■ **Jobs**:
(1) Translate this sentence from the openQA forum excerpt below into Spanish: "There is no error about dbus in the logs."
(2) In the openQA forum excerpt below, which dbus command failed to run with the arguments 'tap42 16'?

■ **Selected excerpt**:
▼▼▼

Hm. As I did not supply an ISO the test fails early. There is no error about dbus in the logs. I doubt this approach makes sense.

Maybe better to clone wicked jobs:

for i in $(openqa-clone-job --within-instance https://openqa.suse.de --skip-chained-deps 4341667 WORKER_CLASS=tap,poo66376 | sed -n 's/Created job #\([0-9]\+\).*$/\1/p'); do openqa-cli api --osd -X put jobs/$i --data '{"group_id": 96}'; done

This looks better. https://openqa.suse.de/tests/4462217 is in the test development group now and https://openqa.suse.de/tests/4462217#step/before_test/17 shows that we fail to get access to the other machine as expected. https://openqa.suse.de/tests/4462216/file/autoinst-log.txt shows

[2020-07-17T15:21:17.183 UTC] [debug] Failed to run dbus command 'set_vlan' with arguments 'tap42 16' : 'tap42' is not connected to bridge 'br1'
[2020-07-17T15:21:17.224 UTC] [debug] Failed to run dbus command 'set_vlan' with arguments 'tap106 16' : 'tap106' is not connected to bridge 'br1'

now with fatal dbus calls:

for i in $(openqa-clone-job --within-instance https://openqa.suse.de --skip-chained-deps 4341667 WORKER_CLASS=tap,poo66376 QEMU_FATAL_DBUS_CALL=1 | sed -n 's/Created job #\([0-9]\+\).*$/\1/p'); do openqa-cli api --osd -X put jobs/$i --data '{"group_id": 96}'; done

-> https://openqa.suse.de/t4462395

Funny enough, this fails the same way but nothing in logs.

▲▲▲

Dataset rows:
▼▼▼

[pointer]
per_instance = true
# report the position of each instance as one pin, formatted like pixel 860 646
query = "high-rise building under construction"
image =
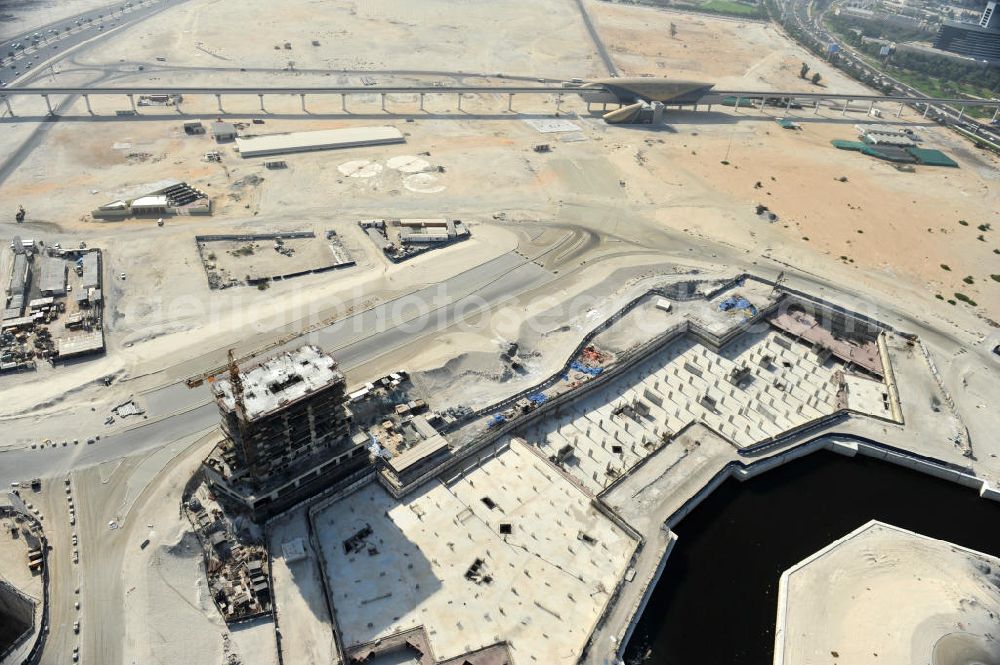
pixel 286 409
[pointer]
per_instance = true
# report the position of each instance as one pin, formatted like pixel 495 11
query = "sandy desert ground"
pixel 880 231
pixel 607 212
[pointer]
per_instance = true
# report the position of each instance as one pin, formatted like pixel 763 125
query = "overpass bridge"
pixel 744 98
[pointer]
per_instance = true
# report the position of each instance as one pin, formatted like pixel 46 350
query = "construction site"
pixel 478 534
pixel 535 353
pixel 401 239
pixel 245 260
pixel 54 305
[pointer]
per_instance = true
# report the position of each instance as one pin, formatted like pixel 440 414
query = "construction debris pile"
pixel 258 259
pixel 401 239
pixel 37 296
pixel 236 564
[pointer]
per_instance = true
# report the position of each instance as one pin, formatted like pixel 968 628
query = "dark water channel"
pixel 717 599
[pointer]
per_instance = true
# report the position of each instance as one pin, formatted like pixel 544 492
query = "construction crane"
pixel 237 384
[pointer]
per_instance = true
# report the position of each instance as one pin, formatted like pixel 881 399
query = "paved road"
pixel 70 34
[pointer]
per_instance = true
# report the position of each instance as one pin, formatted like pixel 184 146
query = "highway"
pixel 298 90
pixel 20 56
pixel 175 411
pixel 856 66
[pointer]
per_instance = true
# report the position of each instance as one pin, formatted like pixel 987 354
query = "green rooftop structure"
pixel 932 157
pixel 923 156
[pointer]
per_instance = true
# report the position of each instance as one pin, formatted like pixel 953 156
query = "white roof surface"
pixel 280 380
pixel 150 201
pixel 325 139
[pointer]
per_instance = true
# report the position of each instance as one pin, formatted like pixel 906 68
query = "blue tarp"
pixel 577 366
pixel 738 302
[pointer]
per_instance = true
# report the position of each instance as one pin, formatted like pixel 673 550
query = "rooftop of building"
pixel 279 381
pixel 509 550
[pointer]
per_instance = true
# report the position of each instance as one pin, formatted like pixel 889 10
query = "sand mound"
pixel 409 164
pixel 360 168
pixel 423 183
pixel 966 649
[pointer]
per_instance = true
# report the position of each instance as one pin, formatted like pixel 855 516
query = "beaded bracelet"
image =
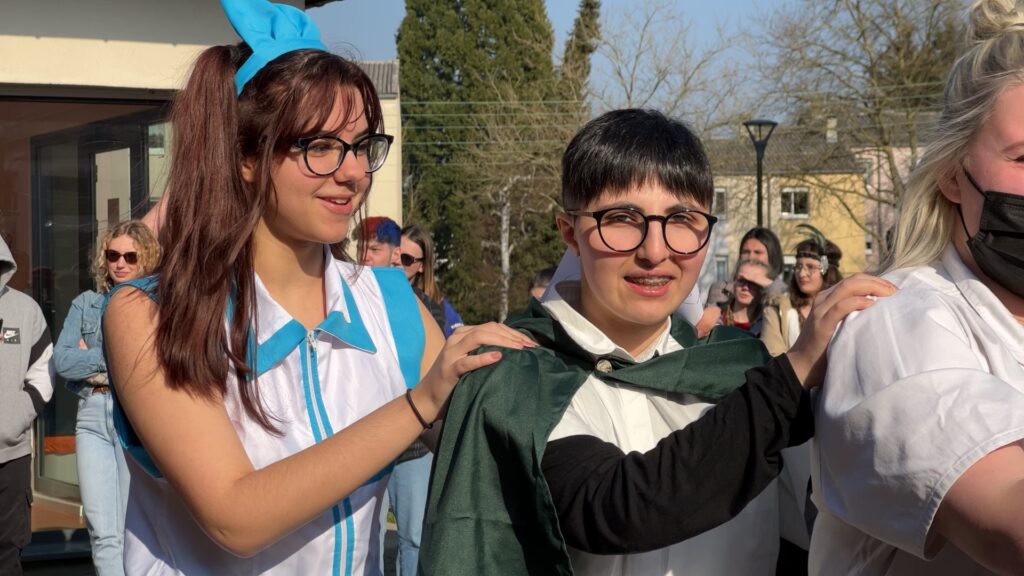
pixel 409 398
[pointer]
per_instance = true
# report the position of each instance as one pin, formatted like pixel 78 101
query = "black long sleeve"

▲▲▲

■ **Answers to the problems**:
(1) No hay ningún error sobre dbus en los registros.

(2) The set_vlan command failed with those arguments.